Filed by Linde AG
Pursuant to Rule 425 under the Securities Act of 1933
and deemed filed pursuant to Rule 14a-12
under the Securities Exchange Act of 1934
Subject Companies:
Praxair, Inc.
(Commission File No.: 001-11037)
Linde AG
Commission File No. for Registration
Statement on Form S-4: 333-218485
September 20, 2017
The big €uro interview
"Wolfgang Reitzle has a strong sense of how to do this"
Linde CEO Aldo Belloni on the planned merger with US competitor Praxair, passive shareholders and the role of Reitzle, Chairman of the Supervisory Board
By Sabine Gusbeth
€uro: Mr Belloni, the offer you have presented to the Linde shareholders to convince them to exchange their shares for shares in the new Linde plc is 1,337 pages long (link). Be honest, have you read it all?
Aldo Belloni: I believe I do know the document quite well (laughs).
For the benefit of undecided Linde shareholders, could you explain the most important reasons for the merger?

────

→ **THINGS TO DO**
1 > In the Belloni interview, how long is the offer made to Linde shareholders to exchange their shares for shares in the new Linde plc?
2 > Carry on the Belloni interview from the point where the text stops.
The rows after the Belloni interview come from a separate source.

→ **RECORD SET**
────

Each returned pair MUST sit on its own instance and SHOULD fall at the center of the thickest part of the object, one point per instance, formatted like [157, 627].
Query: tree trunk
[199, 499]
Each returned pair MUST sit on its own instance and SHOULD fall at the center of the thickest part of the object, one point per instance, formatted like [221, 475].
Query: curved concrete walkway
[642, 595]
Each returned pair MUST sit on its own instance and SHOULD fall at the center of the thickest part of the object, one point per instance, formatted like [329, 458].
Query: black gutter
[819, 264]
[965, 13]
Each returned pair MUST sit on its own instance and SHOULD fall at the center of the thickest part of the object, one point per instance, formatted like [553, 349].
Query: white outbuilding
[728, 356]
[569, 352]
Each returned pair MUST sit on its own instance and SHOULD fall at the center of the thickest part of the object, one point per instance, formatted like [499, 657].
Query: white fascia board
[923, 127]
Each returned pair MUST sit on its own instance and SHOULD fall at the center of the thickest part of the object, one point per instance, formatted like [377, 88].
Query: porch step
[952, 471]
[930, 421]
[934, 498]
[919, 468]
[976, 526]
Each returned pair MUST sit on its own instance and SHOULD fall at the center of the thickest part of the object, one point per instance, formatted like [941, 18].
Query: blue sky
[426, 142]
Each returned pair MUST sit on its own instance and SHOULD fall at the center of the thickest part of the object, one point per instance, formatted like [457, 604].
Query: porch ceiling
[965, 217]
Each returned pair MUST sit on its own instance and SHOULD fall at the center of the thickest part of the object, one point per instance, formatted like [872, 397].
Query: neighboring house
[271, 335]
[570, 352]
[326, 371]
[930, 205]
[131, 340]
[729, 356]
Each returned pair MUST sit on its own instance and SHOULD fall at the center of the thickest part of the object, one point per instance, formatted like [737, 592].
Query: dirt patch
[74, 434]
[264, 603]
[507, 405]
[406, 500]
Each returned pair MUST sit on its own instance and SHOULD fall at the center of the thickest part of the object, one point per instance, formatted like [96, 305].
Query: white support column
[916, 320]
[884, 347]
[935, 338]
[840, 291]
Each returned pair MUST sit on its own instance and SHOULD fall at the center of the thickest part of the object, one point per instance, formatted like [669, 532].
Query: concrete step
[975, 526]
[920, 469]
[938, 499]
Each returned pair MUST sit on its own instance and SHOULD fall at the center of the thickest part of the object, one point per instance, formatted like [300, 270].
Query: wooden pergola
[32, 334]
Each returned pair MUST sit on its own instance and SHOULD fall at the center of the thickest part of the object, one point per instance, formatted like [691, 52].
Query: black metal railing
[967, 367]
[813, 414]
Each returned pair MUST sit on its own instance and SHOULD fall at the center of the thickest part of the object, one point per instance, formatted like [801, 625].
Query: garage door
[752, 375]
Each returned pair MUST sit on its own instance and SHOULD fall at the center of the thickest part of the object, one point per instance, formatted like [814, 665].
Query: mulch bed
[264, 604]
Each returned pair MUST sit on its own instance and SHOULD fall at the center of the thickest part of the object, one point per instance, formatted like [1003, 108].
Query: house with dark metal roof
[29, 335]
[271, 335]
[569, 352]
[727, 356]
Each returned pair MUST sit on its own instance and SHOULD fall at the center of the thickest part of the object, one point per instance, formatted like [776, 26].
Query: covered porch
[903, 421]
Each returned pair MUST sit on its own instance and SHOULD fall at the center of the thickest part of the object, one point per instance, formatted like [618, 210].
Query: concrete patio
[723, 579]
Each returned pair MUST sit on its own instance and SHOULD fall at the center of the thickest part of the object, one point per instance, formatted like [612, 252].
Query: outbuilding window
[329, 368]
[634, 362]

────

→ **PER-TASK ANSWERS**
1 > 1,337 pages.

2 >
There are three key reasons for the transaction: First, we are merging two complementary, leading companies for industrial gases and thus combining Linde’s outstanding position in engineering and technology with Praxair’s operational excellence. Second, the merged company will be represented in all major regions and end markets and benefit from a more balanced global portfolio. Third, the transaction will bring about considerable synergies.
The savings potential is to amount to 1.1 billion euros. How do you intend to achieve that?
The majority of the expected savings are to be achieved through cost synergies and reductions, including the improvement of internal processes and organisational structures. We want to achieve further savings through more efficient use of facilities and thus lower capital expenditure, by optimising sales and by avoiding replacement investments in the regions where we have overlap. Finally, we expect additional growth to bring further synergies through better global reach and a broader and better product portfolio offered by the combined group.
Is it true that you are planning to remove a management level from Linde?
I cannot answer that question because we are only at the start of the discussion on the shape of the future organisation.
The new Linde would have a market share of up to 40 per cent. What benefits does this bring?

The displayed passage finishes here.